===== Exercise text =====
A high number of reported cases of measles in the U.S., after being declared as eliminated in the U.S. as recently as 2000, is leading to an increased call for vaccinations, even for many adults who may already be vaccinated. The United States Centers for Disease Control and Prevention (CDC) reports a total of 706 cases of the illness nation-wide through April, the most since 963 for the entire year in 1994.
The acute viral illness is highly contagious and easily spread via droplets in the air from sneezing and coughing of infected people. Common symptoms include fever and rash with complications such as bronchitis, pneumonia, encephalitis and death, although there have been no reported cases of measles-related encephalitis or death in 2019, according to CDC data.
Of the reported cases in 2019, 71 percent have been among unvaccinated persons, with 18 percent among people whose vaccination status is unknown. Outbreaks in close-knit communities where unvaccinated persons are common, as is with those who frequently travel internationally, account for 88 percent of all cases. While there have been no cases reported in Ohio, neighboring states Kentucky, Michigan, Indiana and Pennsylvania have all reported cases.
===== Records supplied =====
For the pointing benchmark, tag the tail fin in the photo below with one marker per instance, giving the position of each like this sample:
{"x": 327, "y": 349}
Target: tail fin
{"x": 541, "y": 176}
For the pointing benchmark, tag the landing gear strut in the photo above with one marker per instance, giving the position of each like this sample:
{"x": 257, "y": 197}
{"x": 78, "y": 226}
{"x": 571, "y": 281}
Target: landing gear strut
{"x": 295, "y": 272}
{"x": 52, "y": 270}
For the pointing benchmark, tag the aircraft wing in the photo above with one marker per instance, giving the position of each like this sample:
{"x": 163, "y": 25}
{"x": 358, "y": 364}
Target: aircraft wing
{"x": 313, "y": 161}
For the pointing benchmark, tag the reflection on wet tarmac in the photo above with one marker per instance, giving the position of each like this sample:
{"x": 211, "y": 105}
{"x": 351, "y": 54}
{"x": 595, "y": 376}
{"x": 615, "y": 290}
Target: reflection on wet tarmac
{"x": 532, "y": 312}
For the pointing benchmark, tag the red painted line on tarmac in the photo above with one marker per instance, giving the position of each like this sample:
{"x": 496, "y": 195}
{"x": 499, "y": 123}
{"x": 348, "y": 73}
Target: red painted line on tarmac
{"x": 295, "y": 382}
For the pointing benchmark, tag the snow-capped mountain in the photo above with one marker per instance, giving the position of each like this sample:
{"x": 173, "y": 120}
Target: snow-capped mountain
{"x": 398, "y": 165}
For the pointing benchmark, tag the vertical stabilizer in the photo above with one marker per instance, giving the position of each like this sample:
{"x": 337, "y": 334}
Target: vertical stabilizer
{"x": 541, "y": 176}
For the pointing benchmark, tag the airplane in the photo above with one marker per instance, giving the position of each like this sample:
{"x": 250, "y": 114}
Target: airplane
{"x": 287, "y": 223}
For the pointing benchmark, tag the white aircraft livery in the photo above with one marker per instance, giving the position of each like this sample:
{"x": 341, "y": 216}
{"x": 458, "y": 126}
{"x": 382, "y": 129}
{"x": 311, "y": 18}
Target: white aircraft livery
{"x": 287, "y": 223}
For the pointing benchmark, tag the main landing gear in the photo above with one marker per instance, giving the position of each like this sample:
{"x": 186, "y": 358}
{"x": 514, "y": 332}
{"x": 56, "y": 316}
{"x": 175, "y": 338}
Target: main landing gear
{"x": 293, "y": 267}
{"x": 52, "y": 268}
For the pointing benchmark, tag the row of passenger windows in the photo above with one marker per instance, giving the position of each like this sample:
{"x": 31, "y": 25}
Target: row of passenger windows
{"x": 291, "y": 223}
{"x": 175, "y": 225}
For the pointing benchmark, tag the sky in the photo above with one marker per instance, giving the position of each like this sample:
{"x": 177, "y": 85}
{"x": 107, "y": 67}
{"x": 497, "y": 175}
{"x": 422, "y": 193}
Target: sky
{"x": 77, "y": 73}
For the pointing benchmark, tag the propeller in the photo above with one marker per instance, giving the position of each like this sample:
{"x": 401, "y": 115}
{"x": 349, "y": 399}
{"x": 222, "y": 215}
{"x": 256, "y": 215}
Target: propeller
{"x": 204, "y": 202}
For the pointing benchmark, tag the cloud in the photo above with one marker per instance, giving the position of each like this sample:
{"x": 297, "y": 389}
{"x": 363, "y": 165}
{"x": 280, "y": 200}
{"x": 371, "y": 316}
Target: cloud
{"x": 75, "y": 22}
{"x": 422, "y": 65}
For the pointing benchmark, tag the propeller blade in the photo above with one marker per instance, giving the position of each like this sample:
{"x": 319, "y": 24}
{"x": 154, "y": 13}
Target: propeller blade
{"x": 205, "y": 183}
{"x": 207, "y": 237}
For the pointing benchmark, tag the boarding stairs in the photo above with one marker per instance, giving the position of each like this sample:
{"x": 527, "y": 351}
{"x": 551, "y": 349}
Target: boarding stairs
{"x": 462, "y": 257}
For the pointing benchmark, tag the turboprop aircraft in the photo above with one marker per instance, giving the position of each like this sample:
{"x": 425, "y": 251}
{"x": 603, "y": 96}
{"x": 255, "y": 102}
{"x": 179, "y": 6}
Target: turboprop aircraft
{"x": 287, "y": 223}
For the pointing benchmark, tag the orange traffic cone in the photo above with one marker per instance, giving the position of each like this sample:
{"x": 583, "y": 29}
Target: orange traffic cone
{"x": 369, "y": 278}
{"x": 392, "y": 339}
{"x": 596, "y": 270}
=====
Can you update the measles text, starting at "A high number" and ending at "year in 1994.", by putting "disease" in place of "illness" and writing out the result?

A high number of reported cases of measles in the U.S., after being declared as eliminated in the U.S. as recently as 2000, is leading to an increased call for vaccinations, even for many adults who may already be vaccinated. The United States Centers for Disease Control and Prevention (CDC) reports a total of 706 cases of the disease nation-wide through April, the most since 963 for the entire year in 1994.